▶ [Given text]:
□ □ □ □ □

Osprey’s Fortress book on ancient Troy is not a bad guide to the history of the site as known to archaeology as a whole, but the bulk of the book concentrates (understandably) on Troy VIh, which is one of the contenders to be the Troy of the Illiad (there are arguments for VIIa). It also has the most well-developed defenses.

Beyond a few pages introducing archaeological periods, and the history of excavations of the site, there is a nice color diagram of the major features of each level of the city showing how it grew over time, and a 12-page history of the city from 2900 BC to 550 AD. I should say in the previous sentence, how the central fortress of Troy grew, since it has now been established that there was a walled lower town, at least during the Troy VI period, typical of major fortresses.

□ □ □ □ □

▶ [To do]: Print the stretch of the Troy book review that starts with the words "Osprey’s Fortress book" and stops after "most well-developed defenses.", copied word for word.

▶ [Entries shown]:
□ □ □ □ □

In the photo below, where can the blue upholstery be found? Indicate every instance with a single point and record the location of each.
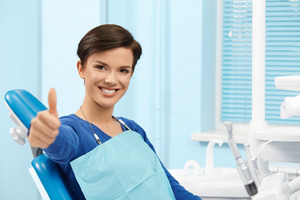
(26, 106)
(51, 178)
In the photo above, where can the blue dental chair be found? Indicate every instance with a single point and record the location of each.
(23, 107)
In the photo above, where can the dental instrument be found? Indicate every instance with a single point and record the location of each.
(242, 166)
(210, 155)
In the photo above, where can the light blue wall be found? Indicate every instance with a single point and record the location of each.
(175, 76)
(19, 50)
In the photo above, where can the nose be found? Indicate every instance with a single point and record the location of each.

□ □ □ □ □

▶ [Response to the exercise]:
Osprey’s Fortress book on ancient Troy is not a bad guide to the history of the site as known to archaeology as a whole, but the bulk of the book concentrates (understandably) on Troy VIh, which is one of the contenders to be the Troy of the Illiad (there are arguments for VIIa). It also has the most well-developed defenses.